• _SUPPLIED INFORMATION_:
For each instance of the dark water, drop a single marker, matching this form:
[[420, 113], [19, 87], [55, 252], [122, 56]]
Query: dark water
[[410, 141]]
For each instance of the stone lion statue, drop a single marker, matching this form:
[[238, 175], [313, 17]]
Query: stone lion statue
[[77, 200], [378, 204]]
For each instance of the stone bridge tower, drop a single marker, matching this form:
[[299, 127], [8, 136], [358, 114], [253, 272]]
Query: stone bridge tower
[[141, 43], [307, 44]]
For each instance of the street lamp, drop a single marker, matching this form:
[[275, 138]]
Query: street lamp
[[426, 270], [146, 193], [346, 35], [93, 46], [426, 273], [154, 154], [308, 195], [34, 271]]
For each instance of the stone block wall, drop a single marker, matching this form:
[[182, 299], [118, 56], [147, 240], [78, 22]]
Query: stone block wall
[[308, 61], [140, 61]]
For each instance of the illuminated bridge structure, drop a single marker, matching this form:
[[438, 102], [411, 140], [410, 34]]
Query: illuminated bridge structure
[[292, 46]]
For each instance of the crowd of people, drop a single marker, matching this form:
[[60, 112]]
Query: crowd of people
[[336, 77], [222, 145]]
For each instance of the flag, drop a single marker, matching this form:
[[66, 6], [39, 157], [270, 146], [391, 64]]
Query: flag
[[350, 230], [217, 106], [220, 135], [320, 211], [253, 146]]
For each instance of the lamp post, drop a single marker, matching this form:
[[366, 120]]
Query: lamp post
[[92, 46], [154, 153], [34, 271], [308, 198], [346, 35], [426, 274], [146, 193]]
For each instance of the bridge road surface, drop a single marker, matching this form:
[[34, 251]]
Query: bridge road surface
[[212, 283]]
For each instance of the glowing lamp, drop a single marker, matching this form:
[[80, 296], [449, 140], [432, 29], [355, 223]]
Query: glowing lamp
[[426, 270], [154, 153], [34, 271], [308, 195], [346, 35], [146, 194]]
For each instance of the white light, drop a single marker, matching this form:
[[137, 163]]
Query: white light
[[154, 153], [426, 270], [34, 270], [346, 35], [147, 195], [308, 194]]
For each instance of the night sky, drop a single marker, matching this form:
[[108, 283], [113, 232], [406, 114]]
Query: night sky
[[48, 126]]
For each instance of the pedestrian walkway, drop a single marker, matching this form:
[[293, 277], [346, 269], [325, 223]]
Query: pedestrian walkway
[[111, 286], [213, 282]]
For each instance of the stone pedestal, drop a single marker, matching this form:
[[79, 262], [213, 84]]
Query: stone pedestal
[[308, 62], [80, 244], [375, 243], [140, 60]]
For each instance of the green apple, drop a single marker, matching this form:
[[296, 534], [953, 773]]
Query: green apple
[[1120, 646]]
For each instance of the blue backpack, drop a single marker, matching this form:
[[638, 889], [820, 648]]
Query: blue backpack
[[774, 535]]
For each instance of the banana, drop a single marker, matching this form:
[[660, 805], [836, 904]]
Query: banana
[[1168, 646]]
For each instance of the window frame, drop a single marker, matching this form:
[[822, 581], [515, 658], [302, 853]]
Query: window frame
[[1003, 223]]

• _WHAT IS NEEDED_: All of the data must be returned exactly.

• _SOLUTION FOR THIS EXERCISE_:
For each instance of the dark water, drop a single marker, matching this form:
[[420, 113], [19, 87], [55, 252], [122, 56]]
Query: dark water
[[410, 141]]
For each instance of the stone lion statue, drop a single marker, matching this form:
[[238, 175], [313, 17]]
Query: stone lion statue
[[77, 200], [378, 204]]
For each instance of the stone bridge tower, drop a single marker, matching this form:
[[299, 127], [8, 136], [358, 114], [253, 272]]
Query: stone bridge tower
[[141, 43], [307, 44]]
For each instance of the street lamp, drop a single marker, matching this form:
[[275, 138]]
Query: street lamp
[[426, 270], [146, 193], [346, 35], [93, 46], [426, 273], [154, 154], [308, 195], [34, 271]]
For each instance of the stone block wall, drop a single marker, matching this form:
[[182, 299], [118, 56], [147, 240], [78, 22]]
Query: stone block wall
[[308, 61], [140, 61]]
For each instance of the illuminated bridge structure, drop a single marker, matching this form:
[[438, 102], [411, 140], [410, 34]]
Query: illuminated bridge structure
[[292, 46]]
For each instance of the crowd of people, drop a single marker, matching this form:
[[60, 112]]
Query: crowd of people
[[336, 77], [222, 145]]
For each instance of the flag, drop a single marker, matching this form:
[[66, 6], [39, 157], [270, 146], [391, 64]]
Query: flag
[[350, 230], [217, 106], [220, 135], [320, 211], [253, 146]]
For each instance of the lamp post, drop a single marker, matching this form:
[[366, 120]]
Query: lamp post
[[92, 46], [154, 153], [34, 271], [308, 198], [346, 35], [426, 274], [146, 193]]
For each instance of the bridge road surface, drop a single marker, matching this form:
[[34, 251]]
Query: bridge road surface
[[212, 283]]
For each instance of the glowing lamp, drop a single marker, matching this form:
[[80, 296], [449, 140], [432, 29], [355, 223]]
Query: glowing lamp
[[426, 270], [154, 153], [34, 271], [308, 195], [346, 35], [146, 194]]
For each instance of the white light, drop a single marker, matching this form:
[[137, 163]]
Query: white light
[[154, 153], [426, 270], [34, 270], [346, 35], [147, 195], [308, 194]]
For each instance of the night sky, drop a single marker, matching this form:
[[108, 283], [113, 232], [406, 114]]
Query: night sky
[[48, 126]]
For each instance of the pedestrian walkway, drop a single marker, matching this form:
[[293, 277], [346, 269], [325, 223]]
Query: pedestrian walkway
[[111, 286], [213, 282]]
For each instance of the stone pedestal, drop a single marker, matching this form:
[[79, 262], [213, 84]]
Query: stone pedestal
[[308, 62], [80, 244], [375, 243], [140, 60]]
For each instance of the green apple, drop a single marker, matching this form:
[[296, 534], [953, 773]]
Query: green apple
[[1120, 646]]
For each instance of the blue backpack, drop a single marker, matching this form:
[[638, 889], [820, 648]]
Query: blue backpack
[[774, 535]]
For each instance of the banana, drop a single marker, matching this form:
[[660, 805], [836, 904]]
Query: banana
[[1168, 646]]
For each instance of the window frame, drop a single marker, matching this form:
[[822, 581], [515, 658], [302, 853]]
Query: window frame
[[1003, 223]]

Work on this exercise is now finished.